◆ **YOUR OBJECTIVE**
List every line of the data below that contains the word "double". Only matches with the same capitalization count.

+++ RECORDS +++

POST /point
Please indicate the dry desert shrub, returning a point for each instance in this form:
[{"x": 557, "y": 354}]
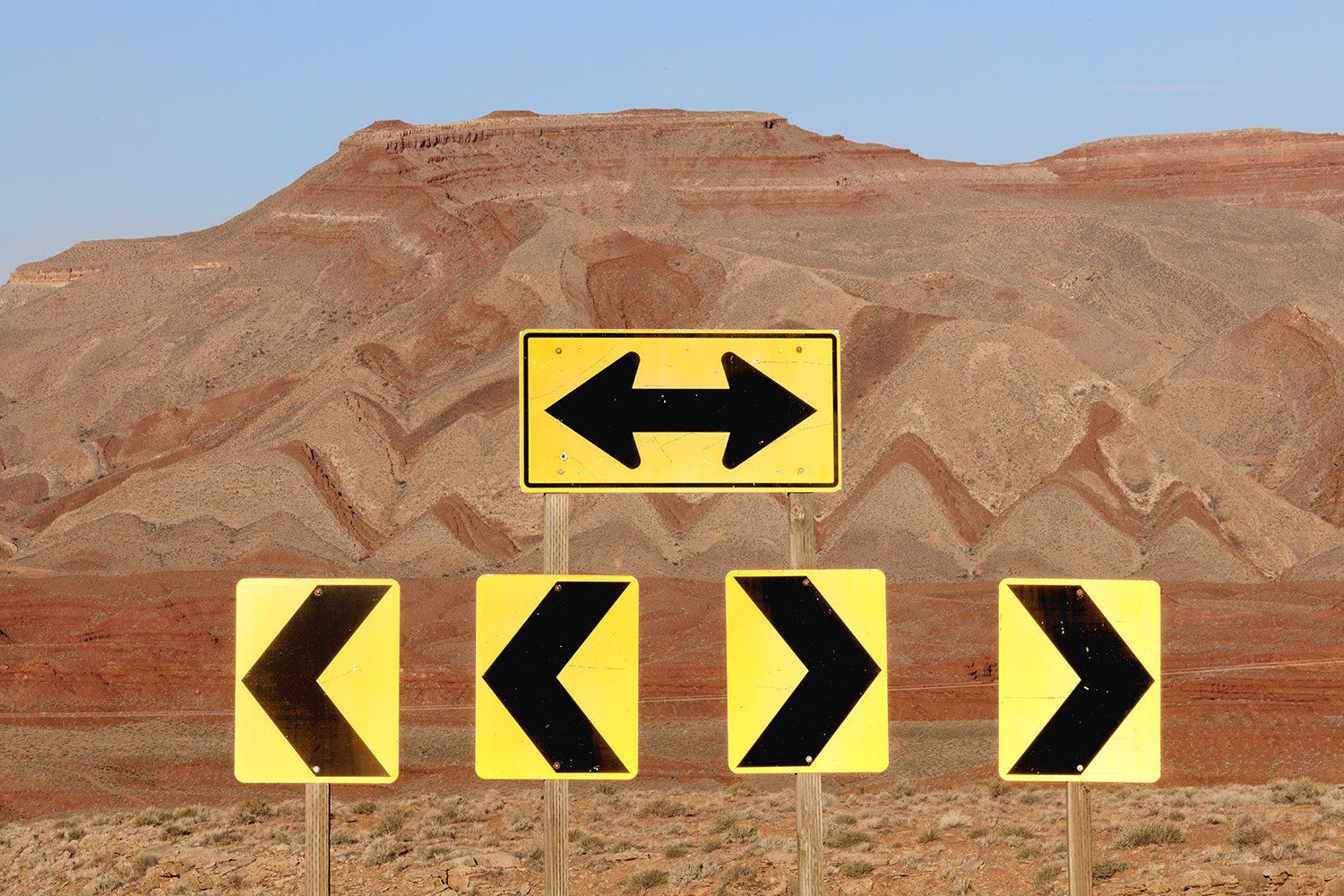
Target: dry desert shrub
[
  {"x": 857, "y": 868},
  {"x": 737, "y": 871},
  {"x": 384, "y": 849},
  {"x": 1107, "y": 866},
  {"x": 660, "y": 807},
  {"x": 953, "y": 818},
  {"x": 390, "y": 823},
  {"x": 846, "y": 839},
  {"x": 1150, "y": 834},
  {"x": 250, "y": 812},
  {"x": 1047, "y": 872},
  {"x": 1301, "y": 790},
  {"x": 645, "y": 879},
  {"x": 1247, "y": 833}
]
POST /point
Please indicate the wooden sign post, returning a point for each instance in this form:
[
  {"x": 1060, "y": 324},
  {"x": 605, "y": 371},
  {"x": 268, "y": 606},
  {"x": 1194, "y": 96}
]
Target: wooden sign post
[
  {"x": 1080, "y": 837},
  {"x": 556, "y": 791},
  {"x": 803, "y": 555},
  {"x": 317, "y": 839}
]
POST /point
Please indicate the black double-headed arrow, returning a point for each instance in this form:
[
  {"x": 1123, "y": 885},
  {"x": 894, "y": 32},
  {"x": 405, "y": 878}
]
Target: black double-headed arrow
[
  {"x": 284, "y": 680},
  {"x": 1110, "y": 680},
  {"x": 753, "y": 410},
  {"x": 839, "y": 670},
  {"x": 524, "y": 676}
]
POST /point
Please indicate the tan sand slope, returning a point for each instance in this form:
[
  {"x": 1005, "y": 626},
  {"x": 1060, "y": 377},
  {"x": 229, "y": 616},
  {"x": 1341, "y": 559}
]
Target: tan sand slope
[{"x": 1120, "y": 360}]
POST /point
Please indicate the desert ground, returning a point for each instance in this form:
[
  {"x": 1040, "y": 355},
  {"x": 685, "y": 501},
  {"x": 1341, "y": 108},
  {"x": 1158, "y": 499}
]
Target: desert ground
[{"x": 1123, "y": 360}]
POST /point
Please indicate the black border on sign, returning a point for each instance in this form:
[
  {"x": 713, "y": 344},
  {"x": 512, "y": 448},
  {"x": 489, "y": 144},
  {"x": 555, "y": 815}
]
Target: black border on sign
[{"x": 690, "y": 487}]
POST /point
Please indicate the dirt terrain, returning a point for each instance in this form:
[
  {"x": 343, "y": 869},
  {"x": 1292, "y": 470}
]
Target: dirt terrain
[{"x": 1121, "y": 360}]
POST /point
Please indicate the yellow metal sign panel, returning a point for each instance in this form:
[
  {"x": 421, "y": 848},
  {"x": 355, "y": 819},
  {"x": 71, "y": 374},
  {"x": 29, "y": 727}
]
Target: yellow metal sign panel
[
  {"x": 806, "y": 670},
  {"x": 556, "y": 676},
  {"x": 316, "y": 681},
  {"x": 1080, "y": 684},
  {"x": 679, "y": 410}
]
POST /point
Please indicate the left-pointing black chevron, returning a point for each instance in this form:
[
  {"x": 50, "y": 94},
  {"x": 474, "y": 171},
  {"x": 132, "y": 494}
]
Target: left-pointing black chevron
[
  {"x": 1110, "y": 680},
  {"x": 284, "y": 680},
  {"x": 524, "y": 676},
  {"x": 839, "y": 670}
]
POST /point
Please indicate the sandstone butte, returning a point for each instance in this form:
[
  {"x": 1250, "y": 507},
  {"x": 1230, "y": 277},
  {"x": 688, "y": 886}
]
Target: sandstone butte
[{"x": 1118, "y": 362}]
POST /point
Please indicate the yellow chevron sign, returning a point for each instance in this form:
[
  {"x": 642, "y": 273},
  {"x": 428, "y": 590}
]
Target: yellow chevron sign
[
  {"x": 1080, "y": 680},
  {"x": 679, "y": 410},
  {"x": 316, "y": 683},
  {"x": 806, "y": 670}
]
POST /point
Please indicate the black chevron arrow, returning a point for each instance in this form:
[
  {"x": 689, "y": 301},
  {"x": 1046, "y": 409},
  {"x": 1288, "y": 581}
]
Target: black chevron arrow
[
  {"x": 607, "y": 410},
  {"x": 1110, "y": 680},
  {"x": 839, "y": 670},
  {"x": 284, "y": 680},
  {"x": 524, "y": 676}
]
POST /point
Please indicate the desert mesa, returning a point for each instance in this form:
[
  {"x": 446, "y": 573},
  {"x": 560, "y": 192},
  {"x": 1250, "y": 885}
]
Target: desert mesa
[{"x": 1123, "y": 360}]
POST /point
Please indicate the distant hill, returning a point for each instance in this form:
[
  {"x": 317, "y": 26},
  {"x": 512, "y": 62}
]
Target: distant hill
[{"x": 1120, "y": 360}]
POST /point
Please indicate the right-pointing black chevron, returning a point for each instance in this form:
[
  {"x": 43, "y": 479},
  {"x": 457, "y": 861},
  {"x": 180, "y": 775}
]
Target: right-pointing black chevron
[
  {"x": 1110, "y": 680},
  {"x": 839, "y": 670}
]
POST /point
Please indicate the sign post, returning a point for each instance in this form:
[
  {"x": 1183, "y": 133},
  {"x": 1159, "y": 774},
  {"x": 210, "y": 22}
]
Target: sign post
[
  {"x": 687, "y": 411},
  {"x": 1080, "y": 692},
  {"x": 316, "y": 694},
  {"x": 803, "y": 555},
  {"x": 556, "y": 791}
]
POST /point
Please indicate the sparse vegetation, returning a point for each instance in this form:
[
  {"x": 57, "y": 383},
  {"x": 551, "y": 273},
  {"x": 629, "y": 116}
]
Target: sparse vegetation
[
  {"x": 645, "y": 879},
  {"x": 1046, "y": 874},
  {"x": 737, "y": 871},
  {"x": 1150, "y": 834},
  {"x": 660, "y": 807},
  {"x": 1107, "y": 866},
  {"x": 250, "y": 812},
  {"x": 734, "y": 842},
  {"x": 1247, "y": 833},
  {"x": 390, "y": 823},
  {"x": 1303, "y": 790},
  {"x": 846, "y": 839},
  {"x": 857, "y": 868}
]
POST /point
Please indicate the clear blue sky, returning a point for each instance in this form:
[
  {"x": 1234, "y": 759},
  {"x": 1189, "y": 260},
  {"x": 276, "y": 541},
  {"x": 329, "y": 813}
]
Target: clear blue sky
[{"x": 142, "y": 118}]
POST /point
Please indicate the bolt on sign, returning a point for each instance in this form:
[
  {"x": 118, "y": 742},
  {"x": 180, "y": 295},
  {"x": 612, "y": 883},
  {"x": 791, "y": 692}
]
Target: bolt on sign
[
  {"x": 679, "y": 410},
  {"x": 556, "y": 676},
  {"x": 316, "y": 683},
  {"x": 806, "y": 670},
  {"x": 1080, "y": 680}
]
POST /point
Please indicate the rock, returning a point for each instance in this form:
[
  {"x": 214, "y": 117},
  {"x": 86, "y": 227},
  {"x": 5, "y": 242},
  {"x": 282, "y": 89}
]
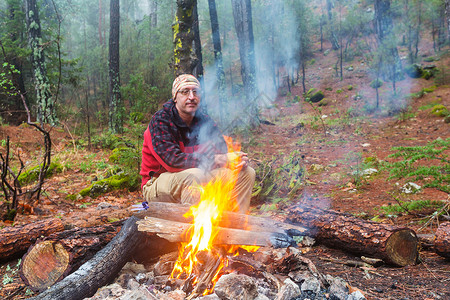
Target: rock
[
  {"x": 316, "y": 168},
  {"x": 236, "y": 287},
  {"x": 299, "y": 276},
  {"x": 132, "y": 284},
  {"x": 131, "y": 267},
  {"x": 123, "y": 279},
  {"x": 338, "y": 288},
  {"x": 141, "y": 278},
  {"x": 410, "y": 188},
  {"x": 310, "y": 284},
  {"x": 289, "y": 290},
  {"x": 140, "y": 293}
]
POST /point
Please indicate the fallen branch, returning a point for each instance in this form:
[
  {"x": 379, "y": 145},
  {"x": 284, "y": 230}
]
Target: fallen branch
[
  {"x": 173, "y": 232},
  {"x": 98, "y": 271},
  {"x": 14, "y": 241},
  {"x": 395, "y": 245}
]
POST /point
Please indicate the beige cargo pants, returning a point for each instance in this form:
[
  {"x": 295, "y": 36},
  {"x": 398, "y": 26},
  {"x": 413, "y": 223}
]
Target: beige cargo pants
[{"x": 176, "y": 187}]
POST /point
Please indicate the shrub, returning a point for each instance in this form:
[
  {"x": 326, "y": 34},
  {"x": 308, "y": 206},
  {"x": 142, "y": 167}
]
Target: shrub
[
  {"x": 437, "y": 175},
  {"x": 376, "y": 83}
]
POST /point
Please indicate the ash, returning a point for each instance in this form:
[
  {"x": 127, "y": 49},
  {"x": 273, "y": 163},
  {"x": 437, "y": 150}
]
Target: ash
[{"x": 281, "y": 274}]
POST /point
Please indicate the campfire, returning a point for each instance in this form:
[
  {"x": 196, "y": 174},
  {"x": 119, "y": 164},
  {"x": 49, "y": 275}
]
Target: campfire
[{"x": 200, "y": 261}]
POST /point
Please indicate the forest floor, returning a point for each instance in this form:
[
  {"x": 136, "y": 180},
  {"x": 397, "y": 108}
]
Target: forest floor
[{"x": 331, "y": 152}]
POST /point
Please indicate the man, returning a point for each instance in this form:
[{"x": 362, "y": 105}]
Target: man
[{"x": 183, "y": 148}]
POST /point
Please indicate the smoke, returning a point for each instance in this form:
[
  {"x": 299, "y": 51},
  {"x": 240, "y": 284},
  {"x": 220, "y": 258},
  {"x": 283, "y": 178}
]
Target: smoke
[{"x": 275, "y": 28}]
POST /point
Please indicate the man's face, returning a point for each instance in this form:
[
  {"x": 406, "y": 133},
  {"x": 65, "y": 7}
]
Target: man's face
[{"x": 187, "y": 100}]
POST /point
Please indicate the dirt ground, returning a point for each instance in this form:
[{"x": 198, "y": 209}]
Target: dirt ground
[{"x": 372, "y": 135}]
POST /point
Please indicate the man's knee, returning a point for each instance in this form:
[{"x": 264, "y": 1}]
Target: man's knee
[
  {"x": 193, "y": 176},
  {"x": 248, "y": 174}
]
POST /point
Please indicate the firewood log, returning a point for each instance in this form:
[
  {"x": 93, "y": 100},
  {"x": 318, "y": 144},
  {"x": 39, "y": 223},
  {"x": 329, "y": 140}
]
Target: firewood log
[
  {"x": 174, "y": 232},
  {"x": 99, "y": 270},
  {"x": 175, "y": 212},
  {"x": 14, "y": 241},
  {"x": 395, "y": 245},
  {"x": 442, "y": 240},
  {"x": 53, "y": 258}
]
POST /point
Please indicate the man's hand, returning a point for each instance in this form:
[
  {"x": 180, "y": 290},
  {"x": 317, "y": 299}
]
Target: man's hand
[
  {"x": 244, "y": 159},
  {"x": 222, "y": 160}
]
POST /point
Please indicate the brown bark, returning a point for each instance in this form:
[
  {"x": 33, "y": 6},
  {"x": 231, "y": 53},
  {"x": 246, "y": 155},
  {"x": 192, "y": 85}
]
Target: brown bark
[
  {"x": 442, "y": 240},
  {"x": 175, "y": 212},
  {"x": 173, "y": 232},
  {"x": 14, "y": 241},
  {"x": 395, "y": 245},
  {"x": 100, "y": 270},
  {"x": 59, "y": 254}
]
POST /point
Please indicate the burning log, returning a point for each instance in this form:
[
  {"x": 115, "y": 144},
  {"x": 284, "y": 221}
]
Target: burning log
[
  {"x": 14, "y": 241},
  {"x": 442, "y": 240},
  {"x": 60, "y": 253},
  {"x": 397, "y": 246},
  {"x": 98, "y": 271},
  {"x": 172, "y": 231}
]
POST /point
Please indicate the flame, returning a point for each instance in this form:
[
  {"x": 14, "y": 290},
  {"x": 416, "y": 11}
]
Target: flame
[{"x": 216, "y": 197}]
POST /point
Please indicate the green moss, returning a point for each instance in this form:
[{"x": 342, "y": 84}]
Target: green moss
[
  {"x": 440, "y": 110},
  {"x": 316, "y": 97},
  {"x": 427, "y": 74},
  {"x": 33, "y": 173},
  {"x": 114, "y": 182},
  {"x": 414, "y": 70},
  {"x": 324, "y": 102}
]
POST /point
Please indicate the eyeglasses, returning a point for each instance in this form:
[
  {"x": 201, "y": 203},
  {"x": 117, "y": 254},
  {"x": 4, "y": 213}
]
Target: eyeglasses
[{"x": 186, "y": 92}]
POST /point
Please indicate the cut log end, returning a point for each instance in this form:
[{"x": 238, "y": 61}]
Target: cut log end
[
  {"x": 44, "y": 265},
  {"x": 442, "y": 240},
  {"x": 402, "y": 248}
]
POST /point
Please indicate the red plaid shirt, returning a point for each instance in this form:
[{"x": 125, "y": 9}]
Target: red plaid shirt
[{"x": 171, "y": 146}]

+++

◆ **PROBLEM SOLUTION**
Please indicate the black double-headed arrow, returning a point for each instance in this form:
Target: black double-headed arrow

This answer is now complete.